# 与えられた課題 A
鹿沼市議会の水道問題についての抜粋で、芳田議員が新たな水源の確保のために出した提案をすべて挙げてください。

# 抜粋
+---+

2009年3月鹿沼市議会の分析

2009-03-24

●芳田利雄議員が水道問題について質問した

2009年3月13日の鹿沼市議会本会議において、芳田利雄議員が水道問題について質問しました。今回は、水問題は芳田議員の最後の質問ではなかったのですが、再質問もなく、先を急いでいた印象を受けました。

例によって、今議会でも水問題について質問した議員は芳田議員だけでした。

(芳田利雄議員)
水道事業についてお尋ねをしたいと思います。
まず、新たな水源の確保の問題についておうかがいいたします。

市(執行部)はこれまで地下水が足りないから安定した供給が必要だとして、ダムの水とか表流水の利用を必要だという理由を述べてまいりました。

しかし、佐藤市長の下で飲み水は地下水でまかなうと、南摩ダムの水は使わないでも済むようにすると、こういう考えが示されました。こういうことによって、新たな水源の確保、地下水の発掘調査というのは最優先の課題として、もう進めなきゃならん問題が起きてくるんだろうと思います。

ところが、来年度の予算には、新たな地下水調査の予算が計上されておりません。 そういう点で、なぜ水源確保のための事業予算がないのか答えていただきたいと思います。

そこで新たな水源の確保のための三つの提案をしたいと思います。通告もこの点してあります。

第1点は、5拡の見直しで廃止にしてしまいましたが、南押原の取水井、第3浄水場の6、7、8の井戸ですが、1日当たり11,100トンの取水能力を持っております。改めて水が足りないわけですから、水源としての確保をすべきじゃないかと思いますので、この点について答えていただきたいと思います。

2点目は、大芦川の御幣岩橋付近の地下水が少なくなっております。ここも当初は、当初と言っても、かなり前なんです、25年ぐらい前になりますかね、11,000トンの取水能力が当初ありましたが、現在では7,000トンしかない、そこまで下がってしまったと。やっぱり、水っていうのは、タダじゃないんですね。それなりの手を加えないと取水能力を保つことができない、ということで、やっぱり取水能力を復元するための対策っていうのが必要だろうと思います。この点についての答弁をお願いしたいと思います。

もう一つは、黒川流域から新たな水源を発掘することについてです。 これは第5浄水場の第2取水井、以前から予定していましたが、未だに手つかずの状態となっている井戸です。なぜ、予定していながら今まで放置をしたのか分かりませんが、この水源開発を急ぐべきじゃないかと思います。 この3点についての答弁をお願いいたします。

(佐藤信市長)
新たな水源確保についての質問にお答えをいたします。

+---+

# 提供された一覧

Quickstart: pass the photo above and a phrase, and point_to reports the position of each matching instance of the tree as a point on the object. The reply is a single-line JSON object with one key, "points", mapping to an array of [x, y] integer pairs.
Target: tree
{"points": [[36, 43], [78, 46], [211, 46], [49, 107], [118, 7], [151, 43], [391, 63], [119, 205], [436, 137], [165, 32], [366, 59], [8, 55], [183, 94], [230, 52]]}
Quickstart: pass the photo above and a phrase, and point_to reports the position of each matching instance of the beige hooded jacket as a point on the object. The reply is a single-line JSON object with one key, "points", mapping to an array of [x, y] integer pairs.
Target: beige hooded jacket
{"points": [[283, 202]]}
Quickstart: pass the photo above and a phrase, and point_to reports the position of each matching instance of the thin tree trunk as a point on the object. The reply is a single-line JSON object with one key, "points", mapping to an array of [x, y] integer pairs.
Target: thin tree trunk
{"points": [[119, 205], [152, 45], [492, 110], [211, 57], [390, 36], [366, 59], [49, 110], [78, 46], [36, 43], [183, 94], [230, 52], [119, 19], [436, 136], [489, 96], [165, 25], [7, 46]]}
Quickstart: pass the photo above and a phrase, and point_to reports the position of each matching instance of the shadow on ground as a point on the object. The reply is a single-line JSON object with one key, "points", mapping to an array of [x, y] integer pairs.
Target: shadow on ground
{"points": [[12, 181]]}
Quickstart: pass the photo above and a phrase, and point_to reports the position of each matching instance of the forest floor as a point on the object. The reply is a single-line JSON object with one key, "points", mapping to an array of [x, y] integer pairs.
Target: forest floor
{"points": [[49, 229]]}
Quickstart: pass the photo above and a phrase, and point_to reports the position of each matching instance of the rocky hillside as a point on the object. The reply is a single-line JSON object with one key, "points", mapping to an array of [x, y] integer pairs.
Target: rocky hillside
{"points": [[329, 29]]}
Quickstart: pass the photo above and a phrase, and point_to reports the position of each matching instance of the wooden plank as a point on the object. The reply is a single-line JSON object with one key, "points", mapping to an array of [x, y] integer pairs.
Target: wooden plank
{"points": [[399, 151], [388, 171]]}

+---+

# 与えられた課題 B
一覧の中で「of the wooden」を含む行から始めて、一覧の最後の行までを番号付きリストの形で表してください。両端の行も含め、空行は入れないでください。

# 回答全文 A
1. 5拡の見直しで廃止された南押原の取水井(第3浄水場の6、7、8の井戸、1日当たり11,100トンの取水能力)を、改めて水源として確保する。
2. 大芦川の御幣岩橋付近の地下水について、取水能力(当初11,000トン、現在7,000トン)を復元するための対策をとる。
3. 黒川流域で、以前から予定しながら手つかずになっている第5浄水場の第2取水井の水源開発を急ぐ。

# 回答全文 B
1. Quickstart: pass the photo above and a phrase, and point_to reports the position of each matching instance of the wooden plank as a point on the object. The reply is a single-line JSON object with one key, "points", mapping to an array of [x, y] integer pairs.
2. Target: wooden plank
3. {"points": [[399, 151], [388, 171]]}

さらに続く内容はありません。